YOUR GOAL: Count the lines in the rows below that contain the string "hiker", treating uppercase and lowercase as different. Reply with the number alone.

[Entries from a dataset]
######

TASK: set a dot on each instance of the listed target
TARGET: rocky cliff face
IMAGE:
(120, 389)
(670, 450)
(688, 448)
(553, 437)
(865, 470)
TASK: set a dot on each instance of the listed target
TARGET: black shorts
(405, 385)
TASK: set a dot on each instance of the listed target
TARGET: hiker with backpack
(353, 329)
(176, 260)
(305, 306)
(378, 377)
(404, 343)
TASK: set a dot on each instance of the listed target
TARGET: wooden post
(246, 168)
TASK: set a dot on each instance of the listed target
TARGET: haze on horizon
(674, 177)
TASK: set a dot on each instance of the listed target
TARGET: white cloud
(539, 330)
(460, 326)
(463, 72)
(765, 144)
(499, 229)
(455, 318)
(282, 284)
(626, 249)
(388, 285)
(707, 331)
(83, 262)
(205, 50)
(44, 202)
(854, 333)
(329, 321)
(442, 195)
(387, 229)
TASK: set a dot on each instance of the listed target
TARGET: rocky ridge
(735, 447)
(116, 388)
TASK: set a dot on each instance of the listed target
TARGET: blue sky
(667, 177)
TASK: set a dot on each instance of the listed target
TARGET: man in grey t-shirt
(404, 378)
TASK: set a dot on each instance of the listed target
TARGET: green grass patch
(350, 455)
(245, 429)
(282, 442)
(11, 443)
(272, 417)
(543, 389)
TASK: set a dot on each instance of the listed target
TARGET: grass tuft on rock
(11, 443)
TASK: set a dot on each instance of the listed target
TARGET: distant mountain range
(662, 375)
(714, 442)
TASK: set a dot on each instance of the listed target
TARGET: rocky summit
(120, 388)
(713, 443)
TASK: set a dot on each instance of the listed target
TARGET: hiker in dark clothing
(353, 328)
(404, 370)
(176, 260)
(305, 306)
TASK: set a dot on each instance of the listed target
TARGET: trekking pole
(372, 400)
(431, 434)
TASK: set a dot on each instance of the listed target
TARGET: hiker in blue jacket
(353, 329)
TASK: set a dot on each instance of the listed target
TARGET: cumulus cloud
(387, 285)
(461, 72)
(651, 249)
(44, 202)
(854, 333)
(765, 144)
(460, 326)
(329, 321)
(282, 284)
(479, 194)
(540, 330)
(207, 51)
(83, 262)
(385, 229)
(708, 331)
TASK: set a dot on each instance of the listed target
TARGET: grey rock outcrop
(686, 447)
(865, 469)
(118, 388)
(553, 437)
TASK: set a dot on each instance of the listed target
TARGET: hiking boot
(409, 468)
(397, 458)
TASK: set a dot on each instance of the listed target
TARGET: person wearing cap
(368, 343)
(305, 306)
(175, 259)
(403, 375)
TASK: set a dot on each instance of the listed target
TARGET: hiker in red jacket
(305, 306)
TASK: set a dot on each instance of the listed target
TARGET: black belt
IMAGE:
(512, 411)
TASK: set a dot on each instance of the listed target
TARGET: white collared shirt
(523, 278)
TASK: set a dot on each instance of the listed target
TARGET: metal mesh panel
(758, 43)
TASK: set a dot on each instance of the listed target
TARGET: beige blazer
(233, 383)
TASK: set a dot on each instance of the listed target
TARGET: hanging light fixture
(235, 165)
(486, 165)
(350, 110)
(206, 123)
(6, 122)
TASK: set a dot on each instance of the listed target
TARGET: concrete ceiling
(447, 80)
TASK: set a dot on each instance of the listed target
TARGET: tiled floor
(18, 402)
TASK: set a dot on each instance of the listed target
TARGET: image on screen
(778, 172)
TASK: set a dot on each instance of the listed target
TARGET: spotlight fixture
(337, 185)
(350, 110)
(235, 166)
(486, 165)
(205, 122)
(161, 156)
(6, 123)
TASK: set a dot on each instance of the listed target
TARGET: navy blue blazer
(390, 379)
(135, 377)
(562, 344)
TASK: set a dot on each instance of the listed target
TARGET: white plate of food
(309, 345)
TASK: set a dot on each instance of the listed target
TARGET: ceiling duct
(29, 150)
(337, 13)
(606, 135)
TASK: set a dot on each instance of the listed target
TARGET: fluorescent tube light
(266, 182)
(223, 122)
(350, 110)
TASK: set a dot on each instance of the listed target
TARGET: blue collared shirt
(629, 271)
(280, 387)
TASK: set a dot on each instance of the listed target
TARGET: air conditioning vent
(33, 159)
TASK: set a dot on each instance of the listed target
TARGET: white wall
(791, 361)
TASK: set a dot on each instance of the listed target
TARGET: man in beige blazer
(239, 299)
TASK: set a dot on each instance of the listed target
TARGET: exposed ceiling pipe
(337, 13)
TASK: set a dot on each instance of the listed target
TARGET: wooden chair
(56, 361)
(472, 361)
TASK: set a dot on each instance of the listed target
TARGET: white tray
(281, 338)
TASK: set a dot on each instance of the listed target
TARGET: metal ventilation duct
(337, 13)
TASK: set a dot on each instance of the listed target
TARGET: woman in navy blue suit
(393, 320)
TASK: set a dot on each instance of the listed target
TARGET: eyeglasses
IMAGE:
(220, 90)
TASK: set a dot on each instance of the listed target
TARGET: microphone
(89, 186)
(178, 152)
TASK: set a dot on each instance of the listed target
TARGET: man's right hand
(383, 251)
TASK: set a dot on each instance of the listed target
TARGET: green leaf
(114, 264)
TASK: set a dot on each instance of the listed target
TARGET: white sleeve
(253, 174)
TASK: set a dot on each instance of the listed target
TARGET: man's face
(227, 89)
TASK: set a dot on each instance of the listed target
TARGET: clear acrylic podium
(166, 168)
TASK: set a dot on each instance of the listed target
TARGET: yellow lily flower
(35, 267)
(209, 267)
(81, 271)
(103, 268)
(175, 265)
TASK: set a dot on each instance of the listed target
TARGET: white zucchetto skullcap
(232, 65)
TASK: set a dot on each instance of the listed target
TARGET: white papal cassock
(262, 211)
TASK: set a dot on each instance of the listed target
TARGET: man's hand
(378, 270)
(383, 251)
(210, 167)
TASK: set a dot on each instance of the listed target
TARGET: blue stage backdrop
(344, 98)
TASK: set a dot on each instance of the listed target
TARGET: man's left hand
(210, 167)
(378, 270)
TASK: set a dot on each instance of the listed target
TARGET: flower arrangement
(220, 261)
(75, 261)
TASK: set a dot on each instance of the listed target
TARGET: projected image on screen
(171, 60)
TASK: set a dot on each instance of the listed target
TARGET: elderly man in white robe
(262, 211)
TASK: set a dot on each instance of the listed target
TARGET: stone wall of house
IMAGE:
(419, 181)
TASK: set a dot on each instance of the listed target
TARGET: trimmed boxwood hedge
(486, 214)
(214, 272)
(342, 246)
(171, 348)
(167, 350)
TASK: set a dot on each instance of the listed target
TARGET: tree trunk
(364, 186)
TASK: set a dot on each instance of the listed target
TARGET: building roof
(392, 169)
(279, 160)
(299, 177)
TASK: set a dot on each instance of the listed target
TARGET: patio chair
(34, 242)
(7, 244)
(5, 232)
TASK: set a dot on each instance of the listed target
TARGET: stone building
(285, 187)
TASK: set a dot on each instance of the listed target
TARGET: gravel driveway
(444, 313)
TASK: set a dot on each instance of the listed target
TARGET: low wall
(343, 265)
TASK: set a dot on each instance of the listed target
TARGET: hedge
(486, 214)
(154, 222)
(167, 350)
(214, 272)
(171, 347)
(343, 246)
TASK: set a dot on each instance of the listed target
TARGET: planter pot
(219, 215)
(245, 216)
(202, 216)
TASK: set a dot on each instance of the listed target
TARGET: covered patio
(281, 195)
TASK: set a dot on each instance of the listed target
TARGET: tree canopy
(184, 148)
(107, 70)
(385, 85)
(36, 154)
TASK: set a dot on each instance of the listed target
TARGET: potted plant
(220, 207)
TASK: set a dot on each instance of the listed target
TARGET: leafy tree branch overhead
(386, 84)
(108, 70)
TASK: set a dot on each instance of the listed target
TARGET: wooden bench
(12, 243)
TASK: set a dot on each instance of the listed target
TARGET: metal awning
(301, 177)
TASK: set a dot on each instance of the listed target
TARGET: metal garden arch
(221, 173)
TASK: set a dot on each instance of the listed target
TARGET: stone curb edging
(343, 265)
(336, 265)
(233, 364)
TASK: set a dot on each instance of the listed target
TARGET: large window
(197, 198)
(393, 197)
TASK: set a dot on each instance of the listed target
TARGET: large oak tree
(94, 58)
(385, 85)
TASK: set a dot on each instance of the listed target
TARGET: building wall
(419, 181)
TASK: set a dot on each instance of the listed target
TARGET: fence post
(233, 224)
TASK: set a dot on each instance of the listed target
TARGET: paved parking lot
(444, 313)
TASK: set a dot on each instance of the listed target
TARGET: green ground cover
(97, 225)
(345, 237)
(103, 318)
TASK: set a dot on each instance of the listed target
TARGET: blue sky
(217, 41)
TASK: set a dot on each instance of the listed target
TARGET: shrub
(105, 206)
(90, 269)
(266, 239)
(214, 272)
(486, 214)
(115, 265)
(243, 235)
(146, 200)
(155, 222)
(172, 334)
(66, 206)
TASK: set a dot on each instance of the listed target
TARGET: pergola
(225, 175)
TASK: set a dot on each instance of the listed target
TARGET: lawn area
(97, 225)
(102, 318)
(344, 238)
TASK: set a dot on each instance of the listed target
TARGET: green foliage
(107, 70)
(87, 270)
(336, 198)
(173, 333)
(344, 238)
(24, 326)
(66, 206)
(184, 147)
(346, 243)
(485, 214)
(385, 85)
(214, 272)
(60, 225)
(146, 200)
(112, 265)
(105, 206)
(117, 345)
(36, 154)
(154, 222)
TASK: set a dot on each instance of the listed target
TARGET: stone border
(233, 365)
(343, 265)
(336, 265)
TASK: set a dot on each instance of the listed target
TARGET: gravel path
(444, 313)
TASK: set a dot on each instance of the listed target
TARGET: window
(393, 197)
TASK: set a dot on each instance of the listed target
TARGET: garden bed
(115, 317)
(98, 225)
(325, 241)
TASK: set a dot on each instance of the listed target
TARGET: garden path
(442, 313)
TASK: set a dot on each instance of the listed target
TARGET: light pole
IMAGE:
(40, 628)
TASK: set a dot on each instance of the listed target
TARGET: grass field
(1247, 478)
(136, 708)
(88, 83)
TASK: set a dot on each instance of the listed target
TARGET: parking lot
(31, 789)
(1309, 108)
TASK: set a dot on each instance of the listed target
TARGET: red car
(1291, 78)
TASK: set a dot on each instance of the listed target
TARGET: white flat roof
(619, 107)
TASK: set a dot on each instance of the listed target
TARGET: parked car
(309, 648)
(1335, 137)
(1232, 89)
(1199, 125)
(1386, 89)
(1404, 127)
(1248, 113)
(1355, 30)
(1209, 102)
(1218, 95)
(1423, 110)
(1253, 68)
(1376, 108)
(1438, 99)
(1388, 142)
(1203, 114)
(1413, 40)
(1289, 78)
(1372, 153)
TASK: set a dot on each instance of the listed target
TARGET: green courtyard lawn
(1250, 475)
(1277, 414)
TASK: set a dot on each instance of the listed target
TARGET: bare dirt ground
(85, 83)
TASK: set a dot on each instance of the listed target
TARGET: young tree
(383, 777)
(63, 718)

######

PROBLEM SOLUTION: 4